In his upcoming series, “Origins: A Tale of Light” (a working title), Villard-Faure goes back in time to tell the history of the universe – from the unprecedented perspective of light, narrated by a soft, ethereal female voice. His work, he explains, is based on the bestselling book of astrophysicist David Elbaz, entitled “The Greatest Trick of Life.”

“A couple years ago, he started changing the way the universe is described. He didn’t discover anything new, but he started to retell the history of the universe by placing the light at the center of it […] The focus shifted from matter to light, by explaining the whole universe through light itself,” explained Villard-Faure.

Also offering a new perspective on our relationship with science, “The Cloud People,” which is co-directed by Léna and premiered in the festival’s Science section, is a humorous, poetic and existential film set in Barbados, that looks to the clouds for answers about climate change.

“The scope of science has become so wide that it’s impossible for one mind to grasp it all – even a scientific mind,” said Léna. “Science is not a compilation of facts, it’s a way of looking at the world. And since we can’t address every single point, the most important thing is to examine our relationship with knowledge, to understand how scientists look at the world and how they come to their conclusions.”

§ WRITTEN TASK A:
In the passage about the two science films, change "Barbados" to "Iceland" and write out everything from "Also offering a" down to "about climate change.".
§ WRITTEN TASK B:
Summarize the passage about the two science films in two sentences.
§ WRITTEN TASK C:
Proceed with the passage about the two science films from the point where it stops.
The records on this page play no part in what is asked here.

§ MATERIAL SHOWN:
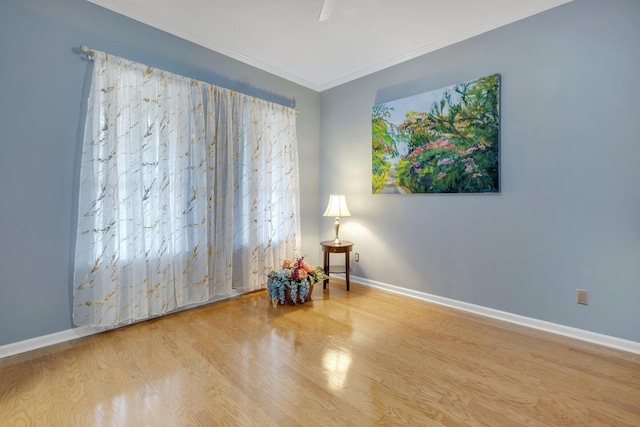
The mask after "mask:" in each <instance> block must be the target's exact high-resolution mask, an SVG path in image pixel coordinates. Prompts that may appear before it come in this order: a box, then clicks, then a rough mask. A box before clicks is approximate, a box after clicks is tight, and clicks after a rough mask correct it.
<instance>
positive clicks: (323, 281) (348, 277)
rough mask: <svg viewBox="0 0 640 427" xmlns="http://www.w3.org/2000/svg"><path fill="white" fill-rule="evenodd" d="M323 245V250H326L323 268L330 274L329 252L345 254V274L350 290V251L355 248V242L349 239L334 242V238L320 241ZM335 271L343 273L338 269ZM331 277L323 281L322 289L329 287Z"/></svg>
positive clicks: (347, 288) (340, 272)
mask: <svg viewBox="0 0 640 427" xmlns="http://www.w3.org/2000/svg"><path fill="white" fill-rule="evenodd" d="M320 245H321V246H322V252H324V254H323V255H324V265H323V266H322V268H323V269H324V272H325V274H326V275H327V276H328V275H329V273H330V271H329V269H330V266H329V254H342V253H343V254H344V266H345V271H344V273H345V276H346V278H347V290H349V270H350V266H349V260H350V258H351V257H350V256H349V252H351V250H352V249H353V242H349V241H348V240H342V241H340V243H334V242H333V240H325V241H324V242H320ZM335 273H342V272H341V271H339V272H338V271H336V272H335ZM328 281H329V279H325V280H324V281H323V283H322V289H327V282H328Z"/></svg>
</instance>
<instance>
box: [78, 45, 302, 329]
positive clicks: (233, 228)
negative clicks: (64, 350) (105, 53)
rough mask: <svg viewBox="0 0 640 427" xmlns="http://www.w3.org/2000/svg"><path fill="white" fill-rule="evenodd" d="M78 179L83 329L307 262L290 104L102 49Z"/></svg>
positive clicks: (80, 300) (129, 317)
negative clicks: (150, 64)
mask: <svg viewBox="0 0 640 427" xmlns="http://www.w3.org/2000/svg"><path fill="white" fill-rule="evenodd" d="M80 175H81V176H80V195H79V202H78V203H79V206H78V229H77V241H76V256H75V275H74V310H73V318H74V322H75V323H76V324H77V325H87V326H104V327H112V326H117V325H121V324H127V323H131V322H133V321H136V320H141V319H145V318H148V317H152V316H156V315H160V314H163V313H166V312H169V311H171V310H174V309H177V308H180V307H183V306H185V305H190V304H197V303H203V302H206V301H209V300H211V299H212V298H213V297H215V296H221V295H222V296H223V295H229V294H231V293H232V292H233V291H251V290H255V289H258V288H260V287H262V286H263V285H264V282H265V278H264V273H265V270H266V269H268V268H269V267H272V266H273V265H274V262H275V260H281V259H282V258H285V257H287V256H289V257H290V256H293V255H297V254H299V248H300V241H299V236H300V231H299V230H300V225H299V206H298V197H299V196H298V193H299V188H298V165H297V142H296V134H295V112H294V110H292V109H291V108H287V107H283V106H279V105H275V104H272V103H268V102H265V101H262V100H259V99H255V98H252V97H249V96H246V95H241V94H238V93H235V92H233V91H230V90H227V89H221V88H217V87H215V86H212V85H209V84H206V83H203V82H199V81H195V80H192V79H188V78H186V77H182V76H178V75H175V74H171V73H168V72H163V71H161V70H157V69H154V68H151V67H147V66H144V65H142V64H137V63H133V62H131V61H128V60H125V59H122V58H118V57H114V56H112V55H107V54H105V53H103V52H96V56H95V60H94V72H93V80H92V84H91V89H90V94H89V102H88V111H87V119H86V123H85V136H84V143H83V152H82V161H81V172H80Z"/></svg>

§ RESULT A:
Also offering a new perspective on our relationship with science, “The Cloud People,” which is co-directed by Léna and premiered in the festival’s Science section, is a humorous, poetic and existential film set in Iceland, that looks to the clouds for answers about climate change.

§ RESULT B:
Villard-Faure's upcoming series, with the working title "Origins: A Tale of Light," tells the history of the universe from the perspective of light and is based on astrophysicist David Elbaz's book "The Greatest Trick of Life." "The Cloud People," co-directed by Léna, is a film set in Barbados that looks to the clouds for answers about climate change, and Léna says the most important thing is to examine our relationship with knowledge and how scientists look at the world.

§ RESULT C:
The contention being, according to the director, that knowledge of your environment gives you control over it. “Depending on how you use it, you can either do great harm or great good. And most of what we have seen in the last five centuries is the West abusing the power of its scientific advantage. The relationship you have with this knowledge will very much shape the way you will use it.”

At New York-based production studio Sandbox Films, the ambition is to reinvent science doc storytelling and move away from the traditional, top-down didactic style.

“What we’re trying to do is get away from that and tell science stories that ask more questions than they give answers. This includes redefining who gets to be called a scientist in our films,” said Harrop, citing as an example Sandbox co-production “Wilfred Buck,” which had its world premiere at CPH:DOX and tells the story of an Indigenous star scientist who provides a non-Western view of astronomy.

“We’re reimagining the kind of scientists that we’re putting on screen and the kind of questions we’re asking, giving people tools to ask their own questions and think about the universe in new ways as opposed to presenting truths,” said Harrop.

Illustrating this approach, Cizek had selected a hypnotizing clip from Peter Galison’s “Black Holes: The Edge of All We Know,” a Sandbox film which premiered at CPH in 2020 and was picked up by Netflix, featuring a power of 10-inspired graphic representing the scale of light-year distance in the universe.

“We’re really trying to be more playful,” explained Harrop, who told Variety they worked with an architect and Harvard colleague of Galison’s to create the mesmerising graphic.

“It’s a beautiful way to let people sit back and see how far this black hole they are trying to visualise actually is,” she concluded.

During its five-day program built in collaboration with Documentary Campus, CPH:Conference provided a rich, interactive platform for doc professionals to exchange ideas and insights on contemporary themes in documentary filmmaking with key players within the industry.

CPH:Conference ran alongside the fest from March 18 through 22.

CPH:DOX wraps on March 24.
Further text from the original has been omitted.